### EXTRACT PROVIDED
- - - - - - -

# Ww2 Hoffmann moped project



## redline1968 (Nov 7, 2018)

Had this project for a while.. it’s been a slow but interesting one.. first a bit of history on this one.. I bought from the fathers son who brought it back from the war as war booty.. he said his father found it in Germany during the war. I found a photo a the type of bike the nazis were using and the headlight and bracket is picured only. But this helps point it in this direction... well  Years gone by and the father thought he’d run kerosene in it to clean it out. it burnt the bearings  So it sat in the barn for at least 50 yrs. after he passed, the son brought it over to Oregon from the east coast and here it sat.. i saw it asked and the deal was made. The only pics I have is the nsu  model.   It’s a Hoffmann  jlo 98cc 2speed. It has a front drum break and rear break hub. Pedal back to stop on it like a bicycle.. there’s a blackout switch on it too ...I finally got around to rebuilt the engine and that’s it for now.. the Magnito is so old  it will disintegrate in the first second of start up...so I’m searching around to find a substitute which as been a extreme pain. I think I’m going to have it remade....the next problem is the gas tank...I don’t really want to restore the bike but the tank is a problem. It’s rotted inside and this is where I’m debating on what to do.  Restore or not., I have everything for the bike including the tire pump and tools it’s 99 percent complete I need the front license plate I have the rear one though....it’s got to be the coolest motorbike moped ever in my opinion...here are a few pics


----------



## whizzerbug (Nov 10, 2018)

my friend Kerry had Hoffman in 1957  I think it was a 1954 model, 2 stroke, I never forgot the sound ring ding ding I would run circles around our whizzers... I think they were copys of the german DKW just like the Harley hummers were..nice project not many around


----------



## redline1968 (Nov 10, 2018)

Thank you can’t wait to finish it... they are rare I’ve reasearched the history on them. Not much before 50’s but I did trace it into the 30’s.. most of the information was destroyed on them however  I dated this one by the engine numbers.. I think figured out why no info.  They were using concentration camp people to work in their factories during the war... this still has to be finally proven but the finger points to it clearly.. a very sad part of history.


----------



## Boris (Dec 28, 2018)

Seems odd, given that the Germans were such ardent (ahem) record keepers during the war.


----------



## redline1968 (Dec 29, 2018)

Yea.. this seems strange .. from what I can figure out some of them used the Jews for slaves or didn’t want to be associated with the nazi regime  so they destroyed all the records of it.  Others were totally wrong obliterated during the war.  The dates didn’t jive on this one.. info says 1950’s but the engine serial number and bike construction says 1939 ish.. a sad time in our history.. I have to say this bike bears some resemblence to the Vincent black shadow. It’s profile has so much design and great comfort for the rider. I really like this and want to finish it up if I find the magnito.   


Boris said:


> Seems odd, given that the Germans were such ardent (ahem) record keepers during the war.


----------

- - - - - - -

### LISTED RECORDS
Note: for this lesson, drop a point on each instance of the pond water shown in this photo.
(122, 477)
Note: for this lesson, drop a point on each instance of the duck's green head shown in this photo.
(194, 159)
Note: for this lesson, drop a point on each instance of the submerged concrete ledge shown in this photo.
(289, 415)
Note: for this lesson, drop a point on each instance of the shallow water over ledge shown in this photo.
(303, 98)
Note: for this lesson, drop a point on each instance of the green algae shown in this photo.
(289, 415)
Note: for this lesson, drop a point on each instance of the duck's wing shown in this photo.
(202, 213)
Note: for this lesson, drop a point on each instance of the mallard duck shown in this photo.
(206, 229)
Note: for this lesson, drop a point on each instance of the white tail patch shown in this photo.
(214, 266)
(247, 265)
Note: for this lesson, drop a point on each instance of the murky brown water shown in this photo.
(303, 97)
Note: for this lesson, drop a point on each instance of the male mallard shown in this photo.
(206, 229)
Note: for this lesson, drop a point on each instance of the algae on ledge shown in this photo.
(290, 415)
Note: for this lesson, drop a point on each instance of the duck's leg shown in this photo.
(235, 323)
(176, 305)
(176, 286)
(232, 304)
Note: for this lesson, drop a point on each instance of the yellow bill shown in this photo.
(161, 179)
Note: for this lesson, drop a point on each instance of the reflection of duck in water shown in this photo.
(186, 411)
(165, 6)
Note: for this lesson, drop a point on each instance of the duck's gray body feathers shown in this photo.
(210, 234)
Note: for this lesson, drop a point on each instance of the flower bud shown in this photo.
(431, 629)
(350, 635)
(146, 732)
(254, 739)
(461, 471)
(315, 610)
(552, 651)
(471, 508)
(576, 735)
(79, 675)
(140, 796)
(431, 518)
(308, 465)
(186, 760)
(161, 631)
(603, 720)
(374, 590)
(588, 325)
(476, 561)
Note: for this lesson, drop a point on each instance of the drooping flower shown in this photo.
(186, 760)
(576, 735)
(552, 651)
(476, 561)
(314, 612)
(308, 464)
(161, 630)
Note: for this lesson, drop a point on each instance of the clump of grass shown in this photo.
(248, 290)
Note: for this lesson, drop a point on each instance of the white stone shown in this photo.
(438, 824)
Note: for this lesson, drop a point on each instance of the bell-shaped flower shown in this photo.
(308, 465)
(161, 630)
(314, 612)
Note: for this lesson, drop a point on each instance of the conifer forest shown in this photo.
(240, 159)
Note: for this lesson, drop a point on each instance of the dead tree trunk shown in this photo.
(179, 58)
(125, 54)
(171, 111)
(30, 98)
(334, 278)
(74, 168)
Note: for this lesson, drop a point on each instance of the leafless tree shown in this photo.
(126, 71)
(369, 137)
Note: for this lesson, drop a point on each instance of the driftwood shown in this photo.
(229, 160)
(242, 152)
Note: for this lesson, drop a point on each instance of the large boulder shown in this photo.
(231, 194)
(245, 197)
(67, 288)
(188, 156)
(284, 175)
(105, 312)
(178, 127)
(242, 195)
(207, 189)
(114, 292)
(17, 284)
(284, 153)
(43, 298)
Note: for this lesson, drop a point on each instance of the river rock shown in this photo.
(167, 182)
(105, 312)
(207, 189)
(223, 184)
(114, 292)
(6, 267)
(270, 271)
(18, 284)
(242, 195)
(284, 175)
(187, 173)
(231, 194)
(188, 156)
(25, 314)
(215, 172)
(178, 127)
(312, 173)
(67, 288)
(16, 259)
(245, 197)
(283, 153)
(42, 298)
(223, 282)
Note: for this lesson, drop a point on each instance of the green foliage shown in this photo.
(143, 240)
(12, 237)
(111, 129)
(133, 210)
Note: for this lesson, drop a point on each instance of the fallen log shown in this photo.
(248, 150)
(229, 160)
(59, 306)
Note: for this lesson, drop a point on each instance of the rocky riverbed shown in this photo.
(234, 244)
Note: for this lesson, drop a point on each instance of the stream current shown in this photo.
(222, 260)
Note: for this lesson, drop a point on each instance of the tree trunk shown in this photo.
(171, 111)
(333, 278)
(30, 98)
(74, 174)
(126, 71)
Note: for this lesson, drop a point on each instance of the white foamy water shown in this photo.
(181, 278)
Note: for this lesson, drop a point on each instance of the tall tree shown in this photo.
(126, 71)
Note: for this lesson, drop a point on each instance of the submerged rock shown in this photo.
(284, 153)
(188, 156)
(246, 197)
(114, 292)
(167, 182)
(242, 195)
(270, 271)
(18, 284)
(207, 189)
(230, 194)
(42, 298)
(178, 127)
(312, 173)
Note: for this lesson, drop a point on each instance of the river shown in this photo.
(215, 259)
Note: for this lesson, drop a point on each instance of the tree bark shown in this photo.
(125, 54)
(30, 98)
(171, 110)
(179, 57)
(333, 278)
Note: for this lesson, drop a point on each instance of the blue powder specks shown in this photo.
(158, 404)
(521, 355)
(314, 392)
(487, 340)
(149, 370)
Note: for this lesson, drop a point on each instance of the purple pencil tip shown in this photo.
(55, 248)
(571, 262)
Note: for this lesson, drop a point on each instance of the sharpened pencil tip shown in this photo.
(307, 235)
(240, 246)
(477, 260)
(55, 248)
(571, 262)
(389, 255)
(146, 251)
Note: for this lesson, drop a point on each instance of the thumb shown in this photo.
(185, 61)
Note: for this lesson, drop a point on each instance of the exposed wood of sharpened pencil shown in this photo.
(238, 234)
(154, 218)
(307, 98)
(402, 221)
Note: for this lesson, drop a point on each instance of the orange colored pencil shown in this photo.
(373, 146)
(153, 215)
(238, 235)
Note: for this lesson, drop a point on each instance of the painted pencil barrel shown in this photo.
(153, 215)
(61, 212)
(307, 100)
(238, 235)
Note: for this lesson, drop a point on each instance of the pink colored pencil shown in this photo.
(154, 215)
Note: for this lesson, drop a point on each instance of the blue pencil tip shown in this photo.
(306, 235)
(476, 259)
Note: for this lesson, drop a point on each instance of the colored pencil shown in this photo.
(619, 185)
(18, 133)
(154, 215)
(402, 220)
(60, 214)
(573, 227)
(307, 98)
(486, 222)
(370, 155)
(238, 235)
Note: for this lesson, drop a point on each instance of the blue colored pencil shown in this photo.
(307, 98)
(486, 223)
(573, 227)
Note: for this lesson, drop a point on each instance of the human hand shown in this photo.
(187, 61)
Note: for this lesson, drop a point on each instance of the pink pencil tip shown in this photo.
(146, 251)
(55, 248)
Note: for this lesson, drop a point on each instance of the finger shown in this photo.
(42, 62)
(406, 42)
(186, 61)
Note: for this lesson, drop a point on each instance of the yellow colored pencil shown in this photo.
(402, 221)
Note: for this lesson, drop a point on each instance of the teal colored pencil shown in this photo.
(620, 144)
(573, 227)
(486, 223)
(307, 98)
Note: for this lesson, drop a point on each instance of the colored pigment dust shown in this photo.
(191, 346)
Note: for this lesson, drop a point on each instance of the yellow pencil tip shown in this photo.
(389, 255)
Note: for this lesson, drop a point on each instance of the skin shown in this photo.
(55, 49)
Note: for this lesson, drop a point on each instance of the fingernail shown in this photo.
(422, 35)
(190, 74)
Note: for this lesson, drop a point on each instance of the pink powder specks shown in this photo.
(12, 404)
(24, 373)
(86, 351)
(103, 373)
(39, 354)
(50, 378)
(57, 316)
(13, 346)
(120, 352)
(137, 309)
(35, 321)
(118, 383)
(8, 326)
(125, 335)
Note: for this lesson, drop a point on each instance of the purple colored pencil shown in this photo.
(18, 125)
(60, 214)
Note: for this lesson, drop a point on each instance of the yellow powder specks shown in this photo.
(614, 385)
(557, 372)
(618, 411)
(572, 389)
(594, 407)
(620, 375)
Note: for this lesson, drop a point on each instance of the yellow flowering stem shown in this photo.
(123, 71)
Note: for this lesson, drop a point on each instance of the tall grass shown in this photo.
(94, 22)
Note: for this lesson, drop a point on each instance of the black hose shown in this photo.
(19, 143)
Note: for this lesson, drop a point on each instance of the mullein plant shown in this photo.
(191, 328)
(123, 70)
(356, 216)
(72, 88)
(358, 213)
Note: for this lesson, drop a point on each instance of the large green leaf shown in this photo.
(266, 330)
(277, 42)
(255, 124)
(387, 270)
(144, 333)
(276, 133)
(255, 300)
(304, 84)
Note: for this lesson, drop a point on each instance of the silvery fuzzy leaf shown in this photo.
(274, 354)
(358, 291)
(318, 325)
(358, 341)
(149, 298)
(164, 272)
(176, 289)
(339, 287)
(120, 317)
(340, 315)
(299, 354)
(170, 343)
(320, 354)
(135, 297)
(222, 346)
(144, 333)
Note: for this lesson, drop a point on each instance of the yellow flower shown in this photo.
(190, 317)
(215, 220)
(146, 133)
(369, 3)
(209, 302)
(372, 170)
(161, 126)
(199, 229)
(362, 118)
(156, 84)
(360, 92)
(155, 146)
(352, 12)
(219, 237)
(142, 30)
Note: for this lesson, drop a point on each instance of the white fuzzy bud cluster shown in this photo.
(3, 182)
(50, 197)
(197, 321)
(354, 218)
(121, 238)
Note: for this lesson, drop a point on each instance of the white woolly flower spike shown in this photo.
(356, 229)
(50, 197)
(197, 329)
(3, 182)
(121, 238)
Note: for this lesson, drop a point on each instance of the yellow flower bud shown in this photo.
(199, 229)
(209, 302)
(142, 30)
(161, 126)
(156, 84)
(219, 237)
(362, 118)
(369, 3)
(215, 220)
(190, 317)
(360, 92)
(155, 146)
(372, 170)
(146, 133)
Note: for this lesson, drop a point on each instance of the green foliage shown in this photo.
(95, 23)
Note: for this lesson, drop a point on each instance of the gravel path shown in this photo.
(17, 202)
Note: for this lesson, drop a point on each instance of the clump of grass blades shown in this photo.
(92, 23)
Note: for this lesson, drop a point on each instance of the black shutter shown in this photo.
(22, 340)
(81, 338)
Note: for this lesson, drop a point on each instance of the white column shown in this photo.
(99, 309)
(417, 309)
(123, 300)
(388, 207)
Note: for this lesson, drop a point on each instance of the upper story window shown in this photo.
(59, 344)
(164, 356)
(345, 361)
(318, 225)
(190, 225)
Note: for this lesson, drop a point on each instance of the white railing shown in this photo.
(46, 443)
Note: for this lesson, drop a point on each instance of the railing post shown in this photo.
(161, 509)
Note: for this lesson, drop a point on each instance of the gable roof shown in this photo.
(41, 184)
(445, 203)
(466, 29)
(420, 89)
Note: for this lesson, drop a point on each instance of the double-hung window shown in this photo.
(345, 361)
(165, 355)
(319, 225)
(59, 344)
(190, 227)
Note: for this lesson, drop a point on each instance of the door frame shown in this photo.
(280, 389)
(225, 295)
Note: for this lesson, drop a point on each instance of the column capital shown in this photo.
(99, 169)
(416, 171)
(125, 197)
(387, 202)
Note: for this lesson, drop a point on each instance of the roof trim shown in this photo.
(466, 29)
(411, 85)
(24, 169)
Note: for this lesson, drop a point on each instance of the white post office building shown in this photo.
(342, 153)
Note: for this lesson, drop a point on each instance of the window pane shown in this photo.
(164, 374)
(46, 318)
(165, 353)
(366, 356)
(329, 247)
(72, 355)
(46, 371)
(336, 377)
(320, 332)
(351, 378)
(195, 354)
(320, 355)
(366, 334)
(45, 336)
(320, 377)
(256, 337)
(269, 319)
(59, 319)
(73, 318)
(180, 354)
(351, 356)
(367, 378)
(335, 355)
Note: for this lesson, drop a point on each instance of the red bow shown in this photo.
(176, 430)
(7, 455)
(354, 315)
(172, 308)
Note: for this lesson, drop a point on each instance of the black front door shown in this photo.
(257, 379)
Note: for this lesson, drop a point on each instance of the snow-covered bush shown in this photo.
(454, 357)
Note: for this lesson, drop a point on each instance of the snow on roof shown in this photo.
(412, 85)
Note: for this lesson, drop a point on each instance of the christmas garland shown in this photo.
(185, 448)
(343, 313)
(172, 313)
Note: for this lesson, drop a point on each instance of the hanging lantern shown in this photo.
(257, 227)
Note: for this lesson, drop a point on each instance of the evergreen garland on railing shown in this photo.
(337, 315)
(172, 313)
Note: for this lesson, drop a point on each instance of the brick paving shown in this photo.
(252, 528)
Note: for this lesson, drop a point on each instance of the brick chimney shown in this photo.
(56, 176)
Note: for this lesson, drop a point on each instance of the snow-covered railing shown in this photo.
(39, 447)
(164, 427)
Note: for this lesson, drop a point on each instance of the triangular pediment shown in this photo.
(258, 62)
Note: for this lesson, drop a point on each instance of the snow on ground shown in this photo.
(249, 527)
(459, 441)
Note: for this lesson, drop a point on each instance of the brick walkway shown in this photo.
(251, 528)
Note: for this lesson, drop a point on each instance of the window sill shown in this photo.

- - - - - - -

### TASK REQUIREMENTS
A: From the Hoffmann moped thread, restate the passage starting at "## redline1968 (Dec" and ending at "find the magnito.", switching every "bike" to "moped".
B: Summarize the Hoffmann moped thread in two sentences.

### ANSWERS TO THE PROBLEMS
A:
## redline1968 (Dec 29, 2018)

Yea.. this seems strange .. from what I can figure out some of them used the Jews for slaves or didn’t want to be associated with the nazi regime  so they destroyed all the records of it.  Others were totally wrong obliterated during the war.  The dates didn’t jive on this one.. info says 1950’s but the engine serial number and moped construction says 1939 ish.. a sad time in our history.. I have to say this moped bears some resemblence to the Vincent black shadow. It’s profile has so much design and great comfort for the rider. I really like this and want to finish it up if I find the magnito.

B: A forum member describes a Hoffmann JLO 98cc two-speed moped bought from the son of a man who found it in Germany during the war, and reports having rebuilt its engine while still needing a magneto substitute and deciding what to do about a gas tank rotted inside. Replies recall a friend's Hoffman from 1957 and question why records are scarce, and the owner answers that some makers destroyed their records to hide slave labor or Nazi ties, that others were lost in the war, and that the engine serial number dates this one to around 1939.